Master's thesis guidelines

The amount of credit points, 30 ects, corresponds in average 780 hours work. The exact amount may vary according to the student's personal efforts and topic of the thesis. Keep tight contact with the supervisor at all times during the work. The superviser provides necessary literature references to get the work started. For additional searches of litterature, the student must independently look for proper scientific journals, books etc., and use electronic retrievals. When reading the articles, other references therein, and the later work of the author should be browsed.

The main goals in writing master's thesis are to learn (1) basic practices of research work in computer science, and (2) learning how to write in the language of science. The latter includes not only the English grammar or appropriate use of literature references, but learning to write scientific text in a reader-friendly way. Even if your research results would be significant, but you fail to convince your readers (audience), the impact of your findings might be lesser than in deserves. Thus, when writing a scientific paper -- or in your case, master's thesis -- keep always the reader in your mind. Specifically, do not write your thesis for the supervisor only, but for a general computer science reader. Your thesis has to be understandable to your fellow students, even if they are not familiar with your particular topic.

In the following documents are collected guidelines for MSc thesis writing, and a Word template in English:

MSc thesis guidelines (doc)

MSc thesis template (dot)

You can use LaTex to write your thesis, and use a template to have the basic formatting. You can find more information in this link.

> _What you will do_:
1 – According to the thesis guidelines, about how many hours of work do the 30 credit points correspond to on average?
2 – Pick up the master's thesis guidelines after their final sentence and keep writing in the same voice.

> _Recorded data_:
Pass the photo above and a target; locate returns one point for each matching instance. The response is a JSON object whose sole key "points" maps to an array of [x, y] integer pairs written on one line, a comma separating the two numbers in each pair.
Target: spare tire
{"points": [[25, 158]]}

> _Expected responses_:
1 – About 780 hours.

2 –
1. Collection of information

It is natural that the topic first seems obscure, and little information is found. After an active search, even too much materials can be found. Then it is necessary to return to the assignment in order to obtain a more precise definition of the task. Make notes of the article contents, and your own ideas while browsing the litterature. When enough litterature, notes on the articles and your own ideas is cathered - together with theoretic or practical research - it is time to schetch the paper. Even one page is enough for that. The reason is to find a basis for communication with the superviser, and for the final agreement and definition of the goals.

When the contents have found a form, the writing can begin. When the topic and materials are mastered well enough, the extent of each part of the work can be defined. Now the final text may in some cases be produced in a short period of time.

When writing the thesis, you should bear in mind the points the referees will pay attention to:

  • Mastering the literature. Does the author show adequate mastering of relevant litterature, and is the litterature cited appropriately?
  • Mastering the topic. Does the author show command on the topic and can he/she apply the information correctly? If the subject is not in command by the author, the reader cannot comprehend it either.
  • Presentation. Is the text outline, formatting, and language trimmed? A bad presentation steals the reader's attention from the subject, and makes it harder to comprehend.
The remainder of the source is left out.